-- INPUT MATERIAL follows --

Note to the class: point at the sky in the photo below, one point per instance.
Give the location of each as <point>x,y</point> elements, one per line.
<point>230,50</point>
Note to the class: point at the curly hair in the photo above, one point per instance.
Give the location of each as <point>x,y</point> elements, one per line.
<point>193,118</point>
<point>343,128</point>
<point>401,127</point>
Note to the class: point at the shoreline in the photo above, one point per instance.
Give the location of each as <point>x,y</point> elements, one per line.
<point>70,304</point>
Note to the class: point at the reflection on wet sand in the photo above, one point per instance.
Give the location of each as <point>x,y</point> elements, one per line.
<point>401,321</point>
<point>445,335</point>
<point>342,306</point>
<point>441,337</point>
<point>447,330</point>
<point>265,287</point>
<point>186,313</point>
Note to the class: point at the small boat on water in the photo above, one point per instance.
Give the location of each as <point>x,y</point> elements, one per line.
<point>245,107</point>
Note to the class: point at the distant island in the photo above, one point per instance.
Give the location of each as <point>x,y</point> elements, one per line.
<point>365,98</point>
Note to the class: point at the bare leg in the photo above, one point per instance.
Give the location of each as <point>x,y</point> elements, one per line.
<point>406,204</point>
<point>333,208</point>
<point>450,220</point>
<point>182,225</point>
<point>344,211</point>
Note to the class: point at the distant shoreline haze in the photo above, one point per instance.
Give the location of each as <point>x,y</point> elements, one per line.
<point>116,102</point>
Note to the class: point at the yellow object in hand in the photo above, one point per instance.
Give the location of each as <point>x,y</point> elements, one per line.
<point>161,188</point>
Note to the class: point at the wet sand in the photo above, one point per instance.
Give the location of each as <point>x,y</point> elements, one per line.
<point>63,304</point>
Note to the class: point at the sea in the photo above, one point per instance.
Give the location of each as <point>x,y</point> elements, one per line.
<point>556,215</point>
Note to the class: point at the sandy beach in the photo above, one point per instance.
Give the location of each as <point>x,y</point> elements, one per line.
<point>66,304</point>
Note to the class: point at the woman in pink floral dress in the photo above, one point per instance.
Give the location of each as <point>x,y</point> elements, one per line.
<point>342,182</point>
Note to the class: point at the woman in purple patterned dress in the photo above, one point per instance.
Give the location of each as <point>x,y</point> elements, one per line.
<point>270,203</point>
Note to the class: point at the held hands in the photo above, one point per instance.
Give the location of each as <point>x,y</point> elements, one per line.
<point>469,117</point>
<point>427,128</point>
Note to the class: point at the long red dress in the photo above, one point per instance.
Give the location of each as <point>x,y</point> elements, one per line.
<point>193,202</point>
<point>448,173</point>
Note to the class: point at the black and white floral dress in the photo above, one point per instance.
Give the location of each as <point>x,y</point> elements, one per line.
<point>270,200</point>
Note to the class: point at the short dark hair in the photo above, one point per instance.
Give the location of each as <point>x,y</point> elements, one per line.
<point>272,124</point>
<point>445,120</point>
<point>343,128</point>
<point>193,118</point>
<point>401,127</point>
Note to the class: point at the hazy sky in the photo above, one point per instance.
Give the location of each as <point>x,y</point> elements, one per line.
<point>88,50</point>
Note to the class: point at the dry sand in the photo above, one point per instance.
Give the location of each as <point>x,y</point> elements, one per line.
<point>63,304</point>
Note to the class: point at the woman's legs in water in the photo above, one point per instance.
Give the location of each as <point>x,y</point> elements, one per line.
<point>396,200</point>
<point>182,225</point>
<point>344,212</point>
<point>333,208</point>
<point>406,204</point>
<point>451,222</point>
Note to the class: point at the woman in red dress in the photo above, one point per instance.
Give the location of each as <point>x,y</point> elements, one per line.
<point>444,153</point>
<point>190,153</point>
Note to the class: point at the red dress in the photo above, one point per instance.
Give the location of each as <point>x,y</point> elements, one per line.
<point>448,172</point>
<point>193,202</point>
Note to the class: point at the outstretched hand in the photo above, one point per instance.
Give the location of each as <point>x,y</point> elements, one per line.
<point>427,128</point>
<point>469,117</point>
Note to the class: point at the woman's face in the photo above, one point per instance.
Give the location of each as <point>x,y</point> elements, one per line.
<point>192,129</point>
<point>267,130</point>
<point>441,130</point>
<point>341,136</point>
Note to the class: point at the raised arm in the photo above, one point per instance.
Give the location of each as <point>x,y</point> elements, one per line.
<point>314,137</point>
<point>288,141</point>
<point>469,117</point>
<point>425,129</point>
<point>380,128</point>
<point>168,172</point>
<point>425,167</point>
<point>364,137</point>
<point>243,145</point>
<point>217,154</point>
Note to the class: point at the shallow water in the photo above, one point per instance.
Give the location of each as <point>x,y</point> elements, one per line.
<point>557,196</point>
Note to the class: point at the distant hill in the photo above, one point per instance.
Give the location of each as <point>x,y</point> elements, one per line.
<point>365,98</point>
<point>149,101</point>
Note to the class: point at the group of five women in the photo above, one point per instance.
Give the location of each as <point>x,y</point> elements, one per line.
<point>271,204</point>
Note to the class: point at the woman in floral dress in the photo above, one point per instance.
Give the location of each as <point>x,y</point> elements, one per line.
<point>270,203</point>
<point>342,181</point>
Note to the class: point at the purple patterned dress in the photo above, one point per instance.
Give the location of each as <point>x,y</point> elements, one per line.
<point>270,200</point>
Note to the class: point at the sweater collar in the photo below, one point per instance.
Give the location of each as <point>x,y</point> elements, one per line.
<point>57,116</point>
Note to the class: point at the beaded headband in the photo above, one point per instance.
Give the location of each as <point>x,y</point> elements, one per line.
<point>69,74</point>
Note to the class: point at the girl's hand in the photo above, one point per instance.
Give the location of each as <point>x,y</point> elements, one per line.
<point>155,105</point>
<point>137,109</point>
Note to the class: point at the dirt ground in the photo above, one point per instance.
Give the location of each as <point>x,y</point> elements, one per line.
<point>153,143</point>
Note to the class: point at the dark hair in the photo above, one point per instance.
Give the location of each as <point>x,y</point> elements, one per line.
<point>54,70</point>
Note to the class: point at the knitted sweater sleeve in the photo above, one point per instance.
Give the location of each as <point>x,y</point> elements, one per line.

-- INPUT MATERIAL concluded --

ACTION ITEM: Start at the first line of the entries and stop at the line that contains "Note to the class: point at the reflection". Repeat every line in that span exactly, and nothing beyond it.

SOLUTION FOR THIS PROBLEM:
Note to the class: point at the sky in the photo below, one point per instance.
Give the location of each as <point>x,y</point> elements, one per line.
<point>230,50</point>
Note to the class: point at the curly hair in the photo above, one point per instance.
Give the location of each as <point>x,y</point> elements, one per line.
<point>193,118</point>
<point>343,128</point>
<point>401,127</point>
Note to the class: point at the shoreline in the photo above, one point per instance.
Give the location of each as <point>x,y</point> elements, one per line.
<point>70,304</point>
Note to the class: point at the reflection on wet sand in the photo above, one point per instance.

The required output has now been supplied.